• YOUR GOAL:
Copy out every one of the records below word for word, changing nothing.

Point labeling records:
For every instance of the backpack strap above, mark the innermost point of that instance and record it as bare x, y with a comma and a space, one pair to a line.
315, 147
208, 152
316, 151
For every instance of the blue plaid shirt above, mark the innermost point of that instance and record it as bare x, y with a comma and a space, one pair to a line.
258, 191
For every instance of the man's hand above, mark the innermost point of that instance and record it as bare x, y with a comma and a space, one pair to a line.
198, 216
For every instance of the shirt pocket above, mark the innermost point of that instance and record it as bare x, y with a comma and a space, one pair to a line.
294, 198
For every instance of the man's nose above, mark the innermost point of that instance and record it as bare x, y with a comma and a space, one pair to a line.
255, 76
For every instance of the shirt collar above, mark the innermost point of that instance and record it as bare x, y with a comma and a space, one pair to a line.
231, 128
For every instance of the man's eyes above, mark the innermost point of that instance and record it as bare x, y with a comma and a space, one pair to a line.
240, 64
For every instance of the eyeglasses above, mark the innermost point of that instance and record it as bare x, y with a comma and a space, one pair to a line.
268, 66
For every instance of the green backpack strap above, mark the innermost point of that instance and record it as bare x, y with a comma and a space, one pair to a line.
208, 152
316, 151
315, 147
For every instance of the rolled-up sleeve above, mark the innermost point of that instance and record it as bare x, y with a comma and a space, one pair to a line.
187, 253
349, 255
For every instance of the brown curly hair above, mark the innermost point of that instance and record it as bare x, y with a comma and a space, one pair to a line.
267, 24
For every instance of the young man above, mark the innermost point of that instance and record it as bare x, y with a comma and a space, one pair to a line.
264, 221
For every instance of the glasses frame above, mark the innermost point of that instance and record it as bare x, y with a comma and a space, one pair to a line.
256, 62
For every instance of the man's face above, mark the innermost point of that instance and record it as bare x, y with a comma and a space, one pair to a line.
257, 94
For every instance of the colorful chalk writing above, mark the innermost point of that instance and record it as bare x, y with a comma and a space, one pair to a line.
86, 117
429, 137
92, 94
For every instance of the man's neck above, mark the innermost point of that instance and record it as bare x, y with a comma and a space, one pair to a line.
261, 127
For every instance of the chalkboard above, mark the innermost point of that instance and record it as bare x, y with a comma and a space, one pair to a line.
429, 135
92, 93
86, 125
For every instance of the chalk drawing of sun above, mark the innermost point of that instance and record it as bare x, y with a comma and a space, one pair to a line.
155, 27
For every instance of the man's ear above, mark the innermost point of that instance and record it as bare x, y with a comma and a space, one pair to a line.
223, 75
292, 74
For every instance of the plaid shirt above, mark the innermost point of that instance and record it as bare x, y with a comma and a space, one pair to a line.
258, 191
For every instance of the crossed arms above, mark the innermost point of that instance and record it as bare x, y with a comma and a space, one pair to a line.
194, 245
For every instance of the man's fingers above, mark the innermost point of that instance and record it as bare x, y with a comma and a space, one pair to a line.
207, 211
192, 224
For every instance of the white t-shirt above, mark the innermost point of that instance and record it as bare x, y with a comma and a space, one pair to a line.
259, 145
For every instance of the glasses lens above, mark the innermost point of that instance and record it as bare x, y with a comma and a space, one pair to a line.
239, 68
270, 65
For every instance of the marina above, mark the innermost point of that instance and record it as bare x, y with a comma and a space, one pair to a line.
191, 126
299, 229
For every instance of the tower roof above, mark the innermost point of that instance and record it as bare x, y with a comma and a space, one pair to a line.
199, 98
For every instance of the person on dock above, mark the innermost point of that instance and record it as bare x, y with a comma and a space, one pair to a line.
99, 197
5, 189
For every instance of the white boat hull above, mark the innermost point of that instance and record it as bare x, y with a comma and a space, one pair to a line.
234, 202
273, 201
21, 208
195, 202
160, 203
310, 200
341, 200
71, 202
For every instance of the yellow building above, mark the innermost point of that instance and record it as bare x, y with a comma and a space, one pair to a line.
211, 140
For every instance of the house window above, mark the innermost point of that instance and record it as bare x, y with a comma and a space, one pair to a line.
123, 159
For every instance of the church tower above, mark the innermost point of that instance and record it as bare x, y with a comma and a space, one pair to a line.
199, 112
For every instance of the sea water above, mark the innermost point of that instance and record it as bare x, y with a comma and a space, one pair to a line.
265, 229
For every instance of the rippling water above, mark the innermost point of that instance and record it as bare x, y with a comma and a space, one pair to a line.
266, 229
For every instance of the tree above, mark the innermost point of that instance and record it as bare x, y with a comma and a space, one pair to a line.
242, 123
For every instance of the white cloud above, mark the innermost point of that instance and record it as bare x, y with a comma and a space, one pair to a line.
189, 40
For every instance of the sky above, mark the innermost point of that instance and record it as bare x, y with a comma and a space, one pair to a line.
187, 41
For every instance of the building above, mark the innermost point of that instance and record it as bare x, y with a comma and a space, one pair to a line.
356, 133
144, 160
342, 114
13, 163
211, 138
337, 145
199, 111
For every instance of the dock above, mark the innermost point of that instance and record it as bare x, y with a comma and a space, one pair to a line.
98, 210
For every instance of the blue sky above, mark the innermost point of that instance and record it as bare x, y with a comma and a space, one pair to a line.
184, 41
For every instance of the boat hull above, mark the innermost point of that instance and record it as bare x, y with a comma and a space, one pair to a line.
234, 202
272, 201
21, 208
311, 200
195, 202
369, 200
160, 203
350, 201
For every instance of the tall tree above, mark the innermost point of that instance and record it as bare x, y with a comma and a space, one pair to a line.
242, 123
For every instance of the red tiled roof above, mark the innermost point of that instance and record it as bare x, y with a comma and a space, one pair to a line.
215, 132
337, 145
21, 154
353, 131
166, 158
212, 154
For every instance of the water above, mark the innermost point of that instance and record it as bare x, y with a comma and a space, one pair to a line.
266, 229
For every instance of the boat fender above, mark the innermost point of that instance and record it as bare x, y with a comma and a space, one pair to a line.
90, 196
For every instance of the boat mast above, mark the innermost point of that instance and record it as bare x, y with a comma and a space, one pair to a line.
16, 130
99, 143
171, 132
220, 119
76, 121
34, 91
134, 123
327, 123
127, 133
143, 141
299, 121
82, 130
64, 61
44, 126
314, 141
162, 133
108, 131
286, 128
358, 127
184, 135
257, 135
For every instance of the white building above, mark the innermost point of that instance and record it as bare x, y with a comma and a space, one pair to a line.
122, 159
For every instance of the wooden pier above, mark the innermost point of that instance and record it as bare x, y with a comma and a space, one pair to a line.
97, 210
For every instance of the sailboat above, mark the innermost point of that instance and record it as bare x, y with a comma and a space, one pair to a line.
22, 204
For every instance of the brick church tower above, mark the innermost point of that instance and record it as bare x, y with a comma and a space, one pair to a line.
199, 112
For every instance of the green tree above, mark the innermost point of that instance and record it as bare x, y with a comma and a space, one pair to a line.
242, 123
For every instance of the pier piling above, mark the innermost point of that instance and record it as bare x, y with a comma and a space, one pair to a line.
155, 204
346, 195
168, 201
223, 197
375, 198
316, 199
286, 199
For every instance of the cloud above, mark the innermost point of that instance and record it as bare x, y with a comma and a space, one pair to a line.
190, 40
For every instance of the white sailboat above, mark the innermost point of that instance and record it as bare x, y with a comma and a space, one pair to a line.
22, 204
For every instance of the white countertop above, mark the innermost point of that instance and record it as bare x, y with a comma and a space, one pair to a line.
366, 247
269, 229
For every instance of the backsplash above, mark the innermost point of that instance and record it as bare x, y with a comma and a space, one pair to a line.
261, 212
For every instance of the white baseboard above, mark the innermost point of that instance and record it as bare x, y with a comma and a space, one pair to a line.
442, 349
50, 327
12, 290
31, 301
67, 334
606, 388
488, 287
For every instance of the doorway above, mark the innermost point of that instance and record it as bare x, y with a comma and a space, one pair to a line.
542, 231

• RESPONSE TO THE EXERCISE:
For every instance of the backpack strap above, mark the innermost point of that instance and record it as bare x, y with a comma and a space, one pair to a line.
315, 147
208, 152
316, 151
For every instance of the blue plaid shirt above, mark the innermost point of that instance and record it as bare x, y with a comma and a space, one pair to a line.
258, 191
For every instance of the man's hand above, mark the innermost point of that instance and record it as bare x, y with a comma and a space, one pair to a line.
198, 216
For every instance of the shirt pocket above, mark the innermost point of that instance and record it as bare x, y with a comma and a space, one pair to a line.
294, 198
For every instance of the man's nose above, mark the innermost point of that instance and record it as bare x, y with a comma and a space, one pair to a line.
255, 76
For every instance of the shirt collar above, mark the innermost point of that instance and record it as bare x, y with a comma and a space, one pair to a line.
231, 128
For every instance of the man's eyes above, mark the innermost point of that instance and record it as bare x, y with a comma and a space, one pair to a line.
240, 64
For every instance of the eyeglasses above, mark the innermost point of that instance and record it as bare x, y with a comma and a space, one pair to a line.
268, 66
For every instance of the green backpack strap above, mark the innermost point of that instance and record it as bare x, y with a comma and a space, one pair to a line.
208, 152
316, 151
315, 147
For every instance of the rolled-up sleeve above, mark the innermost point of that instance and record it as bare x, y with a comma and a space, one pair to a line.
187, 253
349, 255
For every instance of the brown curly hair above, mark the innermost point of that instance and record it as bare x, y with a comma and a space, one pair to a line.
267, 24
For every instance of the young man above, mark the innermost point of that instance and record it as bare x, y with a comma and a space, one pair to a line.
264, 221
For every instance of the glasses frame above, mark the innermost point of that instance and record it as bare x, y with a comma and a space, one pair to a line.
256, 62
For every instance of the man's face above, mark the innermost point of that instance and record it as bare x, y with a comma and a space, one pair to a line.
257, 94
For every instance of the colorful chalk writing above, mark the innermost point of that instance and record it as bare x, y with a comma and a space, one pair to a line.
86, 117
429, 137
92, 94
For every instance of the man's neck above, mark the innermost point of that instance and record it as bare x, y with a comma and a space, one pair to a line.
261, 127
For every instance of the chalkboard above, mark the innermost point of that instance and record it as bare x, y with a comma and a space, one pair to a line.
429, 135
92, 93
86, 125
For every instance of the chalk drawing of sun above, mark the innermost point of that instance and record it as bare x, y with a comma and a space, one pair to a line.
155, 27
For every instance of the man's ear above, mark the innermost point of that instance and record it as bare x, y with a comma and a space, one pair to a line.
223, 75
292, 74
For every instance of the plaid shirt above, mark the innermost point of that instance and record it as bare x, y with a comma and a space, one pair to a line.
258, 191
For every instance of the crossed arms above, mark the innermost point of that instance and record it as bare x, y with a comma and a space, one pair to a line.
194, 245
For every instance of the man's fingers above, mark the innermost point of that instance and record it as bare x, y with a comma and a space, one pair to a line.
207, 211
192, 224
For every instance of the white t-shirt above, mark the innermost point of that instance and record it as bare x, y with a comma and a space, one pair to a line.
259, 145
For every instance of the glasses lens above, mark the innermost point of that instance and record it as bare x, y with a comma and a space, one pair to a line.
239, 68
270, 65
For every instance of the marina above, mark the innermost point of that instance and record it as bare x, y with a comma and a space, one pair to a line.
191, 126
299, 229
For every instance of the tower roof above, mark the innermost point of that instance and record it as bare x, y with a comma and a space, one pair to a line.
199, 98
For every instance of the person on dock above, mark the innermost point of that instance and record it as bare x, y with a comma and a space, one pair to a line.
99, 197
5, 189
For every instance of the white boat hull above, mark the innermost point of that instance and record it as bare x, y with a comma and a space, one pair to a line.
234, 202
273, 201
21, 208
195, 202
160, 203
310, 200
341, 200
71, 202
For every instance of the yellow building above, mark the innermost point of that instance and record it as bare x, y with a comma and a space, one pair to a line.
211, 140
For every instance of the house window above, mark the innermost point of that instance and record it as bare x, y with a comma and a space, one pair to a line.
123, 159
For every instance of the church tower above, mark the innermost point of that instance and record it as bare x, y with a comma and a space, one pair to a line.
199, 112
For every instance of the sea water above, mark the innermost point of that instance and record it as bare x, y with a comma and a space, one pair to a line.
265, 229
For every instance of the rippling water above, mark the innermost point of that instance and record it as bare x, y with a comma and a space, one pair to a line.
266, 229
For every instance of the tree above, mark the innermost point of that instance and record it as bare x, y with a comma and a space, one pair to a line.
242, 123
For every instance of the white cloud above, mark the innermost point of that instance and record it as bare x, y with a comma and a space, one pair to a line.
189, 40
For every instance of the sky above, mark the innermost point of that instance and record it as bare x, y with a comma and a space, one pair to a line.
187, 41
For every instance of the building above, mark the innermost point of that instance and record it as bare x, y with a comma and a space, one pair to a line.
356, 133
144, 160
342, 114
13, 163
211, 138
337, 145
199, 111
For every instance of the dock above, mark the innermost point of that instance and record it as bare x, y with a comma and a space, one pair to a line.
98, 210
For every instance of the blue sky above, mark the innermost point of that instance and record it as bare x, y with a comma and a space, one pair to a line.
184, 41
For every instance of the boat hull above, mark the innermost point of that instance and record it as bare x, y with a comma and a space, one pair to a line.
234, 202
272, 201
21, 208
311, 200
195, 202
369, 200
160, 203
350, 201
For every instance of the tall tree above, mark the innermost point of that instance and record it as bare x, y with a comma and a space, one pair to a line.
242, 123
For every instance of the red tiled roof above, mark the innermost point of that instance and record it as bare x, y with a comma and a space, one pair to a line.
215, 132
337, 145
21, 154
353, 131
166, 158
212, 154
For every instance of the water above, mark the innermost point of that instance and record it as bare x, y with a comma and a space, one pair to a line.
266, 229
For every instance of the boat fender above, mark the innermost point of that instance and record it as bare x, y with a comma and a space, one pair to a line.
90, 196
For every instance of the boat mast above, mark the innermost point of that instance and record it as bare x, y with a comma and a space, one pair to a line.
16, 130
99, 143
171, 132
220, 119
76, 121
34, 91
134, 123
327, 123
127, 133
143, 141
299, 121
82, 130
64, 61
44, 126
314, 141
162, 133
108, 131
286, 128
358, 127
184, 135
257, 135
For every instance of the white building above, mark the innermost point of that instance and record it as bare x, y with a comma and a space, one pair to a line.
122, 159
For every instance of the wooden pier above, mark the innermost point of that instance and record it as bare x, y with a comma and a space, one pair to a line.
97, 210
For every instance of the sailboat above, mark the innermost point of that instance and record it as bare x, y with a comma and a space, one pair to a line.
22, 204
For every instance of the brick church tower above, mark the innermost point of that instance and record it as bare x, y with a comma and a space, one pair to a line.
199, 112
For every instance of the green tree above, mark the innermost point of that instance and record it as bare x, y with a comma and a space, one pair to a line.
242, 123
For every instance of the pier piling above, mark the innermost point of that instance and record it as bare x, y with a comma and a space, one pair to a line.
155, 204
346, 195
168, 201
223, 197
375, 198
316, 199
286, 199
For every instance of the cloud above, mark the innermost point of that instance and record it as bare x, y with a comma and a space, one pair to a line.
190, 40
For every instance of the white sailboat above, mark the innermost point of that instance and record it as bare x, y with a comma and a space, one pair to a line.
22, 204
For every instance of the white countertop above, mark the innermost point of that instance and record it as bare x, y with a comma and a space, one pair to a line.
366, 247
269, 229
For every instance of the backsplash above, mark the innermost point of that instance and record it as bare x, y with a comma and a space, one pair to a line.
261, 212
For every instance of the white baseboard above, mark the innermost point of that instance and record it as bare x, y with a comma and a space, one pair to a line.
442, 349
50, 327
12, 290
31, 301
67, 334
606, 388
488, 287
For every instance of the doorway above, mark the innermost point of that instance and record it as bare x, y with a comma and a space, one pair to a line.
542, 231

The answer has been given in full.